⟨

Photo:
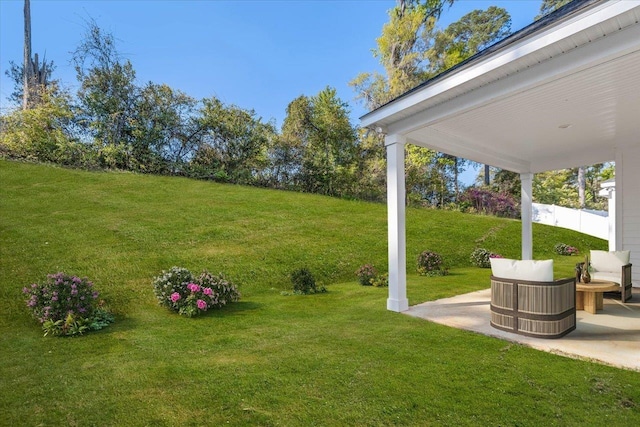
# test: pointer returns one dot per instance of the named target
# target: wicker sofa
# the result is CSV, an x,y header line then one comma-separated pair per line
x,y
526,300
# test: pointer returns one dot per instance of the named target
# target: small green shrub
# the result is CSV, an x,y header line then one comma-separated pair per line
x,y
304,283
366,274
431,264
369,276
564,249
381,280
66,305
178,290
481,257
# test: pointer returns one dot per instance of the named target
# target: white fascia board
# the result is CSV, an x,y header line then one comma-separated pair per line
x,y
597,52
577,159
519,49
455,146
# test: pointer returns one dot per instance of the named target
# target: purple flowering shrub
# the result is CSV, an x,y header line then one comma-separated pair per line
x,y
481,257
489,202
179,290
431,264
66,305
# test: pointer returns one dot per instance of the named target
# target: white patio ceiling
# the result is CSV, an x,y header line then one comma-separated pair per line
x,y
565,95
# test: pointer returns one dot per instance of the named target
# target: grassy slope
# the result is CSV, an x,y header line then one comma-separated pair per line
x,y
333,359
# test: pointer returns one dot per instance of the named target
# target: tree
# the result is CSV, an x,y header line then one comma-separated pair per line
x,y
462,39
318,128
33,76
411,49
548,6
165,132
234,139
107,96
40,132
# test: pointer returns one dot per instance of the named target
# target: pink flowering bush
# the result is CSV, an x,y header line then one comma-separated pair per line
x,y
66,305
179,290
431,264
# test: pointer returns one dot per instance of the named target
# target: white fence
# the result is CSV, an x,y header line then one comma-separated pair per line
x,y
593,223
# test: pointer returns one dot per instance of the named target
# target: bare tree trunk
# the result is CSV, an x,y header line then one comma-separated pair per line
x,y
582,183
26,69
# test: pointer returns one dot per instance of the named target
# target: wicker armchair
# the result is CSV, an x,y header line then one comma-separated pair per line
x,y
543,309
613,267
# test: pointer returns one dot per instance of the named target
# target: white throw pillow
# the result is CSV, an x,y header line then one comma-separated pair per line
x,y
609,261
535,271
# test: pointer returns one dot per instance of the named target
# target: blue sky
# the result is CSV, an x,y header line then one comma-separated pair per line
x,y
257,55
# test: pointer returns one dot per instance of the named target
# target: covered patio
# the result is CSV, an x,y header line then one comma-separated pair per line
x,y
612,336
563,92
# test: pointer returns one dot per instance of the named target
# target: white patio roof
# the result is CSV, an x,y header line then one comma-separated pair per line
x,y
562,93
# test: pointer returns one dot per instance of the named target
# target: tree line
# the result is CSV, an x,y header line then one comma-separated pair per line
x,y
114,122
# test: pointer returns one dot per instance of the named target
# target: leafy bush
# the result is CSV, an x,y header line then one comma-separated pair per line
x,y
481,257
66,305
381,280
369,276
486,201
563,249
431,264
366,274
178,290
304,283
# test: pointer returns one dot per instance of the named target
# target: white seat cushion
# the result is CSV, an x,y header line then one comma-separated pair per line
x,y
609,261
535,271
607,275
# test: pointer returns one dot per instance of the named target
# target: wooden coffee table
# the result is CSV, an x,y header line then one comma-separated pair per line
x,y
589,295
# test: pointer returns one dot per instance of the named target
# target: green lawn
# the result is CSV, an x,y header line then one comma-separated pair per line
x,y
338,358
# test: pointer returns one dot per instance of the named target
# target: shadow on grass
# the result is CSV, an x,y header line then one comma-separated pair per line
x,y
236,307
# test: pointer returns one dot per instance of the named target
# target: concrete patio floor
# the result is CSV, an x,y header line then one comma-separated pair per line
x,y
612,336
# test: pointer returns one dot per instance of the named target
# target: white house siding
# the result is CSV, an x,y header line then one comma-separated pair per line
x,y
631,207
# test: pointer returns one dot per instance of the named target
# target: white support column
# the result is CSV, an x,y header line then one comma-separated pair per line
x,y
618,228
613,238
526,215
397,300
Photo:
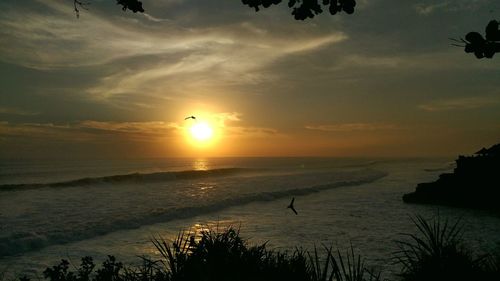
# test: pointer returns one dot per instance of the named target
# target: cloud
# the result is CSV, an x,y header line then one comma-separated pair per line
x,y
426,9
17,111
89,128
460,103
350,127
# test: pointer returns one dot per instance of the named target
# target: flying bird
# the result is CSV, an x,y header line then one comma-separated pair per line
x,y
291,206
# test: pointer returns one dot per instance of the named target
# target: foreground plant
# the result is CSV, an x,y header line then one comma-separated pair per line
x,y
438,253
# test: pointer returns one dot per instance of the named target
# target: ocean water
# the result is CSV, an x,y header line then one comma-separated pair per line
x,y
52,210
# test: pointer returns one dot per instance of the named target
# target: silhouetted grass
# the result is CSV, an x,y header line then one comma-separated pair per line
x,y
437,252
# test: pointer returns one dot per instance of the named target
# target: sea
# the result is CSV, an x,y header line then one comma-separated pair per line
x,y
67,209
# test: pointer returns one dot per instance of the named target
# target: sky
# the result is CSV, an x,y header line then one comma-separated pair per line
x,y
382,82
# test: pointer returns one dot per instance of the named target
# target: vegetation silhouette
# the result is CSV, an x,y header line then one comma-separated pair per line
x,y
482,47
132,5
303,9
436,252
474,183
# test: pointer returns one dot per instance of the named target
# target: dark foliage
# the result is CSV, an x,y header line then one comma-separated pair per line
x,y
132,5
438,253
303,9
482,47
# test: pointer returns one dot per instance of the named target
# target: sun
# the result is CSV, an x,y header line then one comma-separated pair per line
x,y
201,131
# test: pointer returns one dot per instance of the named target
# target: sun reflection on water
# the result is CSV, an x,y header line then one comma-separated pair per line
x,y
200,164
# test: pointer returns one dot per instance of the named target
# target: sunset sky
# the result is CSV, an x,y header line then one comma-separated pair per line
x,y
383,81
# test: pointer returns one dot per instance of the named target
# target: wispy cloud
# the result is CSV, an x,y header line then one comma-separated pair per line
x,y
426,8
350,127
460,103
75,130
17,111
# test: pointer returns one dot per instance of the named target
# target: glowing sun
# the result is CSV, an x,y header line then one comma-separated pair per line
x,y
201,131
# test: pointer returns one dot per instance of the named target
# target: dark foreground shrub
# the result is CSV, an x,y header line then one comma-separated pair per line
x,y
438,253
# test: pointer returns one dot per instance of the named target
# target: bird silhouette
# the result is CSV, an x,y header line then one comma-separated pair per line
x,y
291,206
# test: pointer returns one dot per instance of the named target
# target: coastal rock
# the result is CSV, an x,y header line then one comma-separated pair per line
x,y
474,183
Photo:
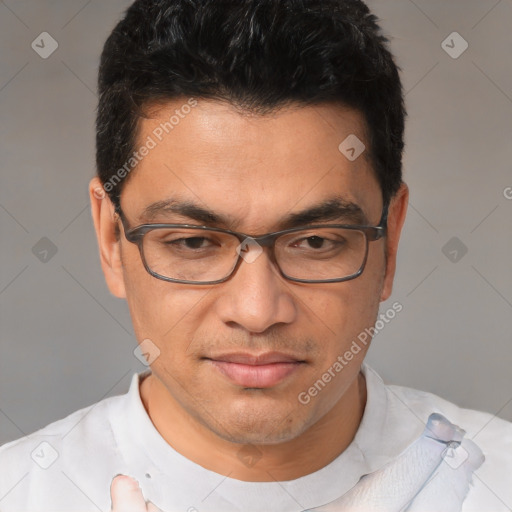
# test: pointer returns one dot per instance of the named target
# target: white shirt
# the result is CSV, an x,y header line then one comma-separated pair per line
x,y
68,465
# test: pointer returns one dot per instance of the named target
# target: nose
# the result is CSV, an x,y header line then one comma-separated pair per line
x,y
256,297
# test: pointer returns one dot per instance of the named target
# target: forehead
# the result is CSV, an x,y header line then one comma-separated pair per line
x,y
253,167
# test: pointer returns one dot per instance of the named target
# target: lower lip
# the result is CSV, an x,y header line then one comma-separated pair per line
x,y
253,376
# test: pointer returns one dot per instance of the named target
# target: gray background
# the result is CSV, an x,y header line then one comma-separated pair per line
x,y
66,343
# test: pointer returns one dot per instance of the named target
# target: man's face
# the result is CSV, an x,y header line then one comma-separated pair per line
x,y
253,171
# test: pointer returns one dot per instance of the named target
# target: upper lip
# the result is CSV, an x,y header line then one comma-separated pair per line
x,y
256,359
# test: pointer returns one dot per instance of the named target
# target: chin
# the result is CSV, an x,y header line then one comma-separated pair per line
x,y
259,426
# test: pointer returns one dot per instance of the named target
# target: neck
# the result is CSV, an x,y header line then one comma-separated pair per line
x,y
309,452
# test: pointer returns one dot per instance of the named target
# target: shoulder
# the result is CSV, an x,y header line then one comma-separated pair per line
x,y
492,482
60,463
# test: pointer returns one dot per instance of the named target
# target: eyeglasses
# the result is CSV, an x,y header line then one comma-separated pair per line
x,y
189,254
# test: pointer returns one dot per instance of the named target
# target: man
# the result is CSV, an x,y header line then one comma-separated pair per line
x,y
248,206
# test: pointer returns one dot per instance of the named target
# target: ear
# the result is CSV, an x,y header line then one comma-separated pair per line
x,y
396,219
105,223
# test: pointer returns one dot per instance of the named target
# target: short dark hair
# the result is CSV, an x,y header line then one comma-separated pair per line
x,y
259,55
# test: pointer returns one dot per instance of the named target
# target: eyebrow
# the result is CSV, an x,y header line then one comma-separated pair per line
x,y
332,209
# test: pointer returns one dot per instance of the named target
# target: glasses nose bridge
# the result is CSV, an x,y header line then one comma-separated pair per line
x,y
268,240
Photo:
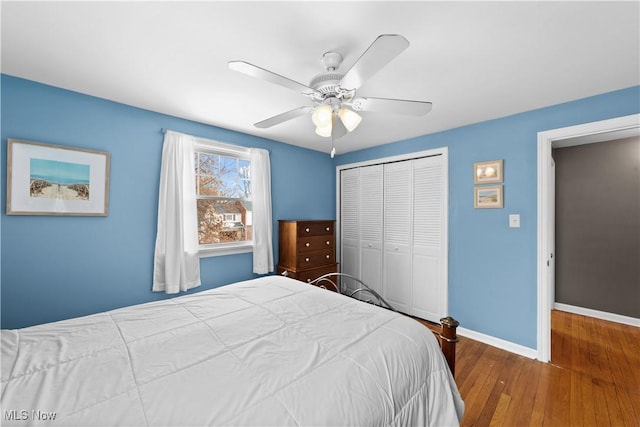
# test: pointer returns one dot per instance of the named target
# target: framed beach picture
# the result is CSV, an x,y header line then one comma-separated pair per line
x,y
44,179
487,172
488,196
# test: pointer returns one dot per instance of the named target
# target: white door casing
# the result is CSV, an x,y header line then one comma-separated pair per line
x,y
563,137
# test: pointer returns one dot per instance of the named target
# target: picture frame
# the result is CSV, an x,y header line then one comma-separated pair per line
x,y
488,196
489,172
47,179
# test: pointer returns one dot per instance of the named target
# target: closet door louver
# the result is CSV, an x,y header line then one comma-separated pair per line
x,y
349,225
428,232
398,203
394,232
371,203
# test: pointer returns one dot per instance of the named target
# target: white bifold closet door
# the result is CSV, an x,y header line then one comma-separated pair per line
x,y
361,226
393,232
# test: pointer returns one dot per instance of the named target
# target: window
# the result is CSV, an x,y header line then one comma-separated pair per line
x,y
223,193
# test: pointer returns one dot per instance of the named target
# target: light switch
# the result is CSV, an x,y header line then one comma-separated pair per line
x,y
514,220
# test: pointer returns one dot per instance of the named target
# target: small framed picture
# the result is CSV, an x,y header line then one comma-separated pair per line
x,y
487,172
44,179
489,196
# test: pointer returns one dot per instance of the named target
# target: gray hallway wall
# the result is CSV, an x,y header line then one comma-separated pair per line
x,y
598,226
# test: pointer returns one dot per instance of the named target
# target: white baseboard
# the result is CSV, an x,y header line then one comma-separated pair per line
x,y
499,343
612,317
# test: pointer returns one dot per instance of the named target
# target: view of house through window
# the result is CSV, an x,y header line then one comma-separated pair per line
x,y
223,190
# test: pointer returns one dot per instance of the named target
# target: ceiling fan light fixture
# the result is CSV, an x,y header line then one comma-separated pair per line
x,y
321,116
349,118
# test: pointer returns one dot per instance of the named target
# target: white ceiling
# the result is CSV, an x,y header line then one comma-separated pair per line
x,y
474,60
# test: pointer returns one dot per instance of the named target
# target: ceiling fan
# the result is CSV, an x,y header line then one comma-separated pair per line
x,y
334,93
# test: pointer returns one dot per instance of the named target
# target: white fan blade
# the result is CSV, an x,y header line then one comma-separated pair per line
x,y
380,53
283,117
270,76
338,130
395,106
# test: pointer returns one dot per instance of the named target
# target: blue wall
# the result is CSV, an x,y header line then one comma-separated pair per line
x,y
60,267
492,268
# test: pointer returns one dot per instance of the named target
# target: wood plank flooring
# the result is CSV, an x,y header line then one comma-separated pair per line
x,y
593,380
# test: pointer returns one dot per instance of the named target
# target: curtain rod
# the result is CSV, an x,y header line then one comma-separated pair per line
x,y
163,131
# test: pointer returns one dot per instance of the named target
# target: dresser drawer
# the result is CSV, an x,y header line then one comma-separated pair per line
x,y
315,259
315,243
315,228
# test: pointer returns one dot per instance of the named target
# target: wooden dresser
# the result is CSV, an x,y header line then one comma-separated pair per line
x,y
307,249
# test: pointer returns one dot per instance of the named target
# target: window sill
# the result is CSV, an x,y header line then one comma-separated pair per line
x,y
207,251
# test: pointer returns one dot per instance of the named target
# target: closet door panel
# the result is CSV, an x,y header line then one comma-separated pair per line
x,y
428,234
426,286
397,276
371,216
349,226
397,234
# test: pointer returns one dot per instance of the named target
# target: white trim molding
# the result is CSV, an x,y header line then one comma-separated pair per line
x,y
603,315
521,350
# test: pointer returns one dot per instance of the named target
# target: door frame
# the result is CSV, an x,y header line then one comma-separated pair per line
x,y
441,151
547,140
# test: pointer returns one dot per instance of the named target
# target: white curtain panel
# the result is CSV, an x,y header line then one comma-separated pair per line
x,y
261,201
176,261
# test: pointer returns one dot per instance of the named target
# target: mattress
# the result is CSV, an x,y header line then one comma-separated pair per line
x,y
268,351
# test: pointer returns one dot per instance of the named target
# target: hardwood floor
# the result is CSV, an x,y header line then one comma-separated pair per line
x,y
593,380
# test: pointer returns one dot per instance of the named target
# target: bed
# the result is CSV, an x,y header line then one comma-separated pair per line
x,y
267,351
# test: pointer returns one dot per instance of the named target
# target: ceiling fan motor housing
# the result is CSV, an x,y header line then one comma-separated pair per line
x,y
328,81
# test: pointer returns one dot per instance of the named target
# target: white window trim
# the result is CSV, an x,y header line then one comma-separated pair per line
x,y
216,147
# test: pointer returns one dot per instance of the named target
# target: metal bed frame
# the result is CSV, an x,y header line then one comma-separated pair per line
x,y
445,331
363,289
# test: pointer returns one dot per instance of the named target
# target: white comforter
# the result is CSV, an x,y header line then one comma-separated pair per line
x,y
269,351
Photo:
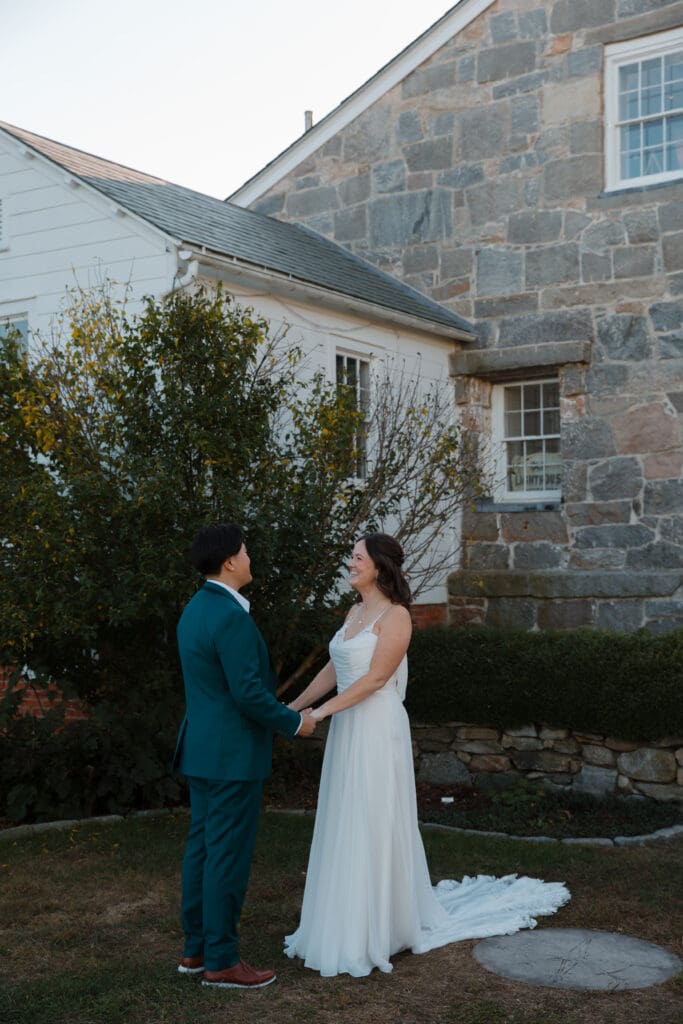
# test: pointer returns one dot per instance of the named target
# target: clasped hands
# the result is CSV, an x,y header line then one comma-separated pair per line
x,y
309,719
308,723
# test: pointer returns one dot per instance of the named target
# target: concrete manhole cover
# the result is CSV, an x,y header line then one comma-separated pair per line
x,y
572,957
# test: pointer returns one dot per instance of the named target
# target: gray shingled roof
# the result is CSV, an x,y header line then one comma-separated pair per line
x,y
225,228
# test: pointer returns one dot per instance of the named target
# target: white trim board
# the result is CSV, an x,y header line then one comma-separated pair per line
x,y
415,53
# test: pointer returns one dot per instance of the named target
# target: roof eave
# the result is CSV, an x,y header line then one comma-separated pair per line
x,y
286,284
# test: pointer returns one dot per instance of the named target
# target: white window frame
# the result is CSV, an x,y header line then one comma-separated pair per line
x,y
617,54
4,222
363,396
502,494
17,320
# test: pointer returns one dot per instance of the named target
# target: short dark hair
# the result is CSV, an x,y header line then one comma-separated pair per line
x,y
213,545
387,556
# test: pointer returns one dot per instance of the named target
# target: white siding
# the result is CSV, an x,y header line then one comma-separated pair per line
x,y
59,235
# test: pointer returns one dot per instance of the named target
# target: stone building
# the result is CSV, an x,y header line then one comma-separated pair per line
x,y
521,162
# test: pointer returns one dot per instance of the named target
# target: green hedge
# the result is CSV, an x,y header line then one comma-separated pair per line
x,y
628,685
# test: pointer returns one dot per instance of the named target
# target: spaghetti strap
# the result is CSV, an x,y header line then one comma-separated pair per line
x,y
371,626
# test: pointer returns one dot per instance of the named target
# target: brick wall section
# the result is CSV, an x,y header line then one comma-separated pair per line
x,y
37,700
426,615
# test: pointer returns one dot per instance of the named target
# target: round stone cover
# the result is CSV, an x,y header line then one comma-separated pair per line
x,y
573,957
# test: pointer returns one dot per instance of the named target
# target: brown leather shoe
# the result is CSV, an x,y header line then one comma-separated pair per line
x,y
240,976
190,965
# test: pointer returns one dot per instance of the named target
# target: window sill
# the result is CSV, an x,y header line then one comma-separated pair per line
x,y
489,505
635,189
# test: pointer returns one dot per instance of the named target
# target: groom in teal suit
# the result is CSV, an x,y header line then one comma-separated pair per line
x,y
224,751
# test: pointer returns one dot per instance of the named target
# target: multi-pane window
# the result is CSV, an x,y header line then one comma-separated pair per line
x,y
353,373
644,92
528,425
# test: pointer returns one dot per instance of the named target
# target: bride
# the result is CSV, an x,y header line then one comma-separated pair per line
x,y
368,891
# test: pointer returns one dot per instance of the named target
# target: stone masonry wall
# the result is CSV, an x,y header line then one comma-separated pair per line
x,y
479,180
464,754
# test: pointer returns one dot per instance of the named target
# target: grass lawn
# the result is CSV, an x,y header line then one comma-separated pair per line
x,y
89,933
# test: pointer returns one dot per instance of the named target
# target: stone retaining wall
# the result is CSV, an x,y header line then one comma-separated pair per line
x,y
465,754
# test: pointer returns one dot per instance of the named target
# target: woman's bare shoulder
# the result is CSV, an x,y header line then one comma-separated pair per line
x,y
396,614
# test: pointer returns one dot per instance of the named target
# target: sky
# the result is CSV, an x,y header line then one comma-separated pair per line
x,y
201,93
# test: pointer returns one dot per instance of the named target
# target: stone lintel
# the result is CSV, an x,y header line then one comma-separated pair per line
x,y
551,584
495,361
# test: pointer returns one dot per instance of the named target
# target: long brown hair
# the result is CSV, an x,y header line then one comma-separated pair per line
x,y
387,555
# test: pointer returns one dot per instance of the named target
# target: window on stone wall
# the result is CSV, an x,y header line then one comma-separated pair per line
x,y
644,110
353,373
526,440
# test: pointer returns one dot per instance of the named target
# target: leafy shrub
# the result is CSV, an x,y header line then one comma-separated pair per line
x,y
112,763
629,685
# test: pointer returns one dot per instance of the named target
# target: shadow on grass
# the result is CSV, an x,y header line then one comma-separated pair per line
x,y
89,933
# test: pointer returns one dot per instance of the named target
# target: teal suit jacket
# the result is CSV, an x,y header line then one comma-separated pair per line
x,y
231,710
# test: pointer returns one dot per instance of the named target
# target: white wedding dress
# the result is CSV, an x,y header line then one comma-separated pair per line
x,y
368,891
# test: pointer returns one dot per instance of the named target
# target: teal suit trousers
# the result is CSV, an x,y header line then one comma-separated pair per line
x,y
216,865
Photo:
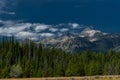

⟩

Written problem: Locate every line above that contains the word "ceiling" and copy each of those lines in full.

Solved problem:
# target: white patio ceiling
# target: ceiling fan light fixture
# target: white ceiling
# target: ceiling fan
# target: ceiling fan motor housing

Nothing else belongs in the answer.